_PASSAGE SHOWN_.
Gooden didn’t come close to winning the MVP that year. He was only 20 that year — you might have thought he would have those kinds of years again and again. Of course he didn’t. He never even approached that season. Breathtaking years — even for the best players — are rare things. Ted Williams, perhaps the best hitter that ever was, only hit .400 once. To comfort yourself for not giving Mike Trout the MVP this year by saying he will win others is nonsensical and just plain wrong.
Argument 4: The players, by large majority, think Cabrera was the better player.
Two people I like very much — Bob Dutton and Susan Slusser — both made the point that they asked a lot of players who they thought should win the award and most of them thought it should be Cabrera. Well, Slusser gets docked a few points because she admits talking to Brandon McCarthy who TOLD HER that Trout was MVP, and she decided to listen to other players. Susan, listen: Brandon McCarthy is smarter than all other players. All of them. Listen to him. Always. You should know this by now.
Look, I am certainly not going to in any way knock-down baseball players’ knowledge of the game. They know 10 million things about it that we layman who topped out in Little League will never know. But here’s the thing: By and large, we are paying a lot closer attention. This becomes all too obvious when so many of these baseball players become announcers. We are spending a lot more time studying the players. We are breaking down their performances. We are measuring them over an entire season. Most of the players Bob Dutton would talk to have been facing Miguel Cabrera 19 times a year for the last five years. And they have seen Mike Trout play, what, six times? Maybe? Susan is probably talking to players who have seen Trout more this year, but even so Cabrera has been in the league for years, he’s been one of the best players in the game for years, OF COURSE they are going to say that Cabrera is more valuable. Except for Brandon McCarthy. Because Brandon McCarthy is paying attention.
The coach’s poll in college football is a living testament to the obvious: Coaches don’t really pay much attention to other teams. Neither do players.
Bob brought up the idea that he knows baseball beat writers better than anyone and would trust his own instincts over a statistical model. That might be true. But if some 20 year old kid came up and instantly became this legendary beat writer (using all sorts of new technology in new ways), and there was some old war horse of a beat writer who everybody admired and who was having a great year by traditional standards — who do you think Bob would pick? I know Bob well. I’m pretty sure I can guess who he would pick.* I’m pretty sure he would look at the beat writer statistics and absolutely acknowledge the kid was having a great year but he would still vote for the older guy because that’s human nature, and because a reputation has been built, and because there would be some vague idea that the kid will have plenty of other chances.
*Update: Bob makes a good case that he has an open mind and might pick the younger beat writer. I can vouch for his open mind and so soften my viewpoint, but with this caveat: I don’t think a lot of people — or players — have Bob’s open mind.
Asking players is certainly a viable part of voting for the MVP. Ask them. Ask coaches. Ask scouts. Watch them play. Study the stats. Just remember the limitations of all of these.
And in case of emergency: Just listen to Brandon McCarthy.

_DATASET EXCERPT_.
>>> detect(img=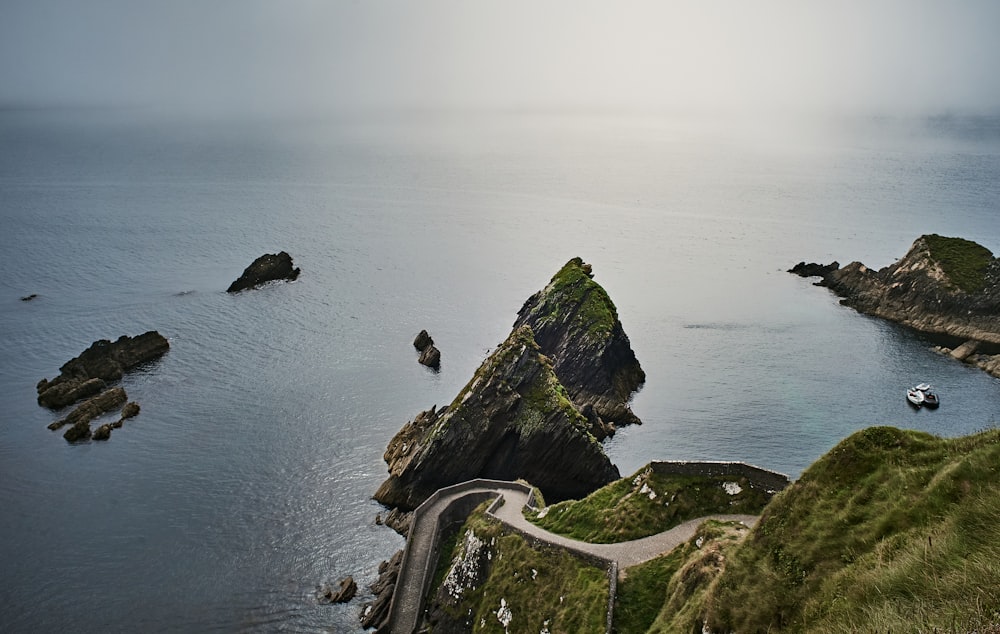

_ACTIVITY_.
Using the passage about the MVP vote, decide whether each statement agrees with it, and answer yes or no with the passage's deciding words quoted exactly. 1. Gooden was 22 in the season discussed. 2. Ted Williams hit .400 only once. 3. The writer thinks players should not be consulted when voting for the MVP.

_ANSWER BELOW_.
1. No: "He was only 20 that year"
2. Yes: "Ted Williams, perhaps the best hitter that ever was, only hit .400 once."
3. No: "Asking players is certainly a viable part of voting for the MVP."